■ What the exercise asks: Copy the part of the passage on the British Columbia NDP leadership election that opens with the words "Canadian political party" and closes with "maximum of $350,000.", swapping "entrance fee" for "nomination fee".

■ Text passage:
==*==
Canadian political party leadership election

In 2014, the British Columbia New Democratic Party scheduled a leadership election to select a new leader. The contest was called following Adrian Dix's resignation announcement on September 18, 2013, several months after the party's unexpected defeat in the 2013 election after pre-campaign polls had shown the NDP ahead by as much as 20 points. The election was to be held from September 24 to 27, with the results announced on September 28; however, as John Horgan was the only candidate to be officially nominated by the deadline of May 1, 2014, at 5 pm, he was acclaimed leader.

The party set the entrance fee for candidates at $25,000 and a spending maximum of $350,000.

The leadership vote was to be conducted by preferential ballot cast via internet and telephone, with all party members being eligible to vote. The voting was to occur from September 24 to 27, with the results announced on September 28. Unlike the previous leadership election, which was also conducted on a "one member, one vote" basis, members would not have had the option of voting at the convention itself or on a live ballot-by-ballot basis but could only cast a preferential ballot and do so by internet or phone.
==*==
■ Source information:
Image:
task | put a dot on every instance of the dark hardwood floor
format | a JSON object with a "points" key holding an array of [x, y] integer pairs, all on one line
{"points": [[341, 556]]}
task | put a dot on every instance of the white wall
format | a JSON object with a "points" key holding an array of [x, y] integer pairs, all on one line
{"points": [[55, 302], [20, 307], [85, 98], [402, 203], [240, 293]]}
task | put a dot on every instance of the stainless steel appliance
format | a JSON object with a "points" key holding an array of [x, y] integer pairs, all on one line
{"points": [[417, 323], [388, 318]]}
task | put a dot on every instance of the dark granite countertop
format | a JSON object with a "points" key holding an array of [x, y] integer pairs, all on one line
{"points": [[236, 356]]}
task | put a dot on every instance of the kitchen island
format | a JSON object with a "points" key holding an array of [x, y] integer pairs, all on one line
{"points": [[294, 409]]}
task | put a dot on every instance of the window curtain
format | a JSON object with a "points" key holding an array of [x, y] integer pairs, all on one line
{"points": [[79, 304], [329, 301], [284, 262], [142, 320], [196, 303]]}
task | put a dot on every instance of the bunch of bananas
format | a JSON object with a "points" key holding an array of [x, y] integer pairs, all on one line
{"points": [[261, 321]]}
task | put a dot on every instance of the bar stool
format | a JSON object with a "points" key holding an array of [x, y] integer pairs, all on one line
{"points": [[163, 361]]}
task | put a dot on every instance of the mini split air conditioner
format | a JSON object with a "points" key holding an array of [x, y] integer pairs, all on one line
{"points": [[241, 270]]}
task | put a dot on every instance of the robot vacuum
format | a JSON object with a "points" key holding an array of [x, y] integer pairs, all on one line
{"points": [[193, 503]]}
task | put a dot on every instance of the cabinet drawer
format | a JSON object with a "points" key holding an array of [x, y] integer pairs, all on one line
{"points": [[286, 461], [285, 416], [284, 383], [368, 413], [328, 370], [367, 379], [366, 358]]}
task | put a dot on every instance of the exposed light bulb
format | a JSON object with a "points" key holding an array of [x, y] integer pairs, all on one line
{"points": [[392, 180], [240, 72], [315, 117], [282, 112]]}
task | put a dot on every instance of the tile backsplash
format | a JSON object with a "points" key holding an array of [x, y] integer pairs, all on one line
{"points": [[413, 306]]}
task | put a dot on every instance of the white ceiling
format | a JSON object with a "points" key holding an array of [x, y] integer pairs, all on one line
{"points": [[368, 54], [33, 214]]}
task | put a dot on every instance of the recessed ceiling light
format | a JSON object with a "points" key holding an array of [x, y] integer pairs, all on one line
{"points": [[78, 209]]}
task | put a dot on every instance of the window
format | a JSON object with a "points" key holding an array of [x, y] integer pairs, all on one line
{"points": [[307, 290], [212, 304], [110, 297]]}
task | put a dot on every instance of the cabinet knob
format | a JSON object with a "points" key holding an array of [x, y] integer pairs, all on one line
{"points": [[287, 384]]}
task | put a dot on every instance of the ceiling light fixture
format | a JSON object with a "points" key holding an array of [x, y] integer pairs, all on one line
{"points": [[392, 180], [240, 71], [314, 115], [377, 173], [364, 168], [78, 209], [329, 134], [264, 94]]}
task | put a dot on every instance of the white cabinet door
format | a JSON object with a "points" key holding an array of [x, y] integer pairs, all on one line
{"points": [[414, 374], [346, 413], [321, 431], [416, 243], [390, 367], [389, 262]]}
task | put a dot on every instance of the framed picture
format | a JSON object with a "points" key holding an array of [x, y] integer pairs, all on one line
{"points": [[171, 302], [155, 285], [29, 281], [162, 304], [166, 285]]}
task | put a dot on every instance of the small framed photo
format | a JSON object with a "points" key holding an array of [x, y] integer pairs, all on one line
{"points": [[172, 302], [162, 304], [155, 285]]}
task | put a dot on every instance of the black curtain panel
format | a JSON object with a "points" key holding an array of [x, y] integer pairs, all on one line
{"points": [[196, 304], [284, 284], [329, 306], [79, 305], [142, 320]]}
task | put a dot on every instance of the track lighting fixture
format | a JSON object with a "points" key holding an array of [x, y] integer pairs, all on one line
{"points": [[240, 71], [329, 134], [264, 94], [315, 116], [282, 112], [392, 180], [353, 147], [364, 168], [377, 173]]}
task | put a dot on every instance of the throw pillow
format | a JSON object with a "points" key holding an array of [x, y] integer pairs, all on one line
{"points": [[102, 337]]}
==*==
■ Answer section:
Canadian political party leadership election

In 2014, the British Columbia New Democratic Party scheduled a leadership election to select a new leader. The contest was called following Adrian Dix's resignation announcement on September 18, 2013, several months after the party's unexpected defeat in the 2013 election after pre-campaign polls had shown the NDP ahead by as much as 20 points. The election was to be held from September 24 to 27, with the results announced on September 28; however, as John Horgan was the only candidate to be officially nominated by the deadline of May 1, 2014, at 5 pm, he was acclaimed leader.

The party set the nomination fee for candidates at $25,000 and a spending maximum of $350,000.